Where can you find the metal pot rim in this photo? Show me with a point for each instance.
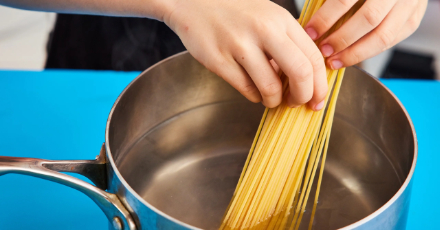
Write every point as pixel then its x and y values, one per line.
pixel 351 226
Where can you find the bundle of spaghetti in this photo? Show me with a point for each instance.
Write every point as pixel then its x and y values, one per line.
pixel 290 143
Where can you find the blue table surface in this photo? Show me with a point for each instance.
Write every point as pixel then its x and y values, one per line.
pixel 62 115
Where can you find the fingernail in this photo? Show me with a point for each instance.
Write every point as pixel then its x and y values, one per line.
pixel 290 103
pixel 327 50
pixel 319 106
pixel 336 64
pixel 312 33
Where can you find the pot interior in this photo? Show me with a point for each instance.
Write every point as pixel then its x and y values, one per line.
pixel 180 135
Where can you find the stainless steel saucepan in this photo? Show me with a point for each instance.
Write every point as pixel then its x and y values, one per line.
pixel 178 135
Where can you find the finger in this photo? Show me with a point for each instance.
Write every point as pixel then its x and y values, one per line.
pixel 327 16
pixel 258 67
pixel 367 18
pixel 377 41
pixel 234 74
pixel 295 65
pixel 313 54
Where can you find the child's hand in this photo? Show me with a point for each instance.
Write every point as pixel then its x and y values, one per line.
pixel 377 26
pixel 236 40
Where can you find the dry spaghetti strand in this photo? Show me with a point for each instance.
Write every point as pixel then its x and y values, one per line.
pixel 290 143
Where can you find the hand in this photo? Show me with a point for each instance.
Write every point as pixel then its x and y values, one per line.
pixel 374 28
pixel 237 39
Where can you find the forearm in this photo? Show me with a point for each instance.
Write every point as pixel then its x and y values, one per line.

____

PROBLEM REQUIREMENTS: Each line above that contains the word "hand" should be copied.

REPLY:
Where can you find the child's hand in this photo? Show me with a point for each instance.
Where can you find the hand in this photo? Show me with a point for each instance.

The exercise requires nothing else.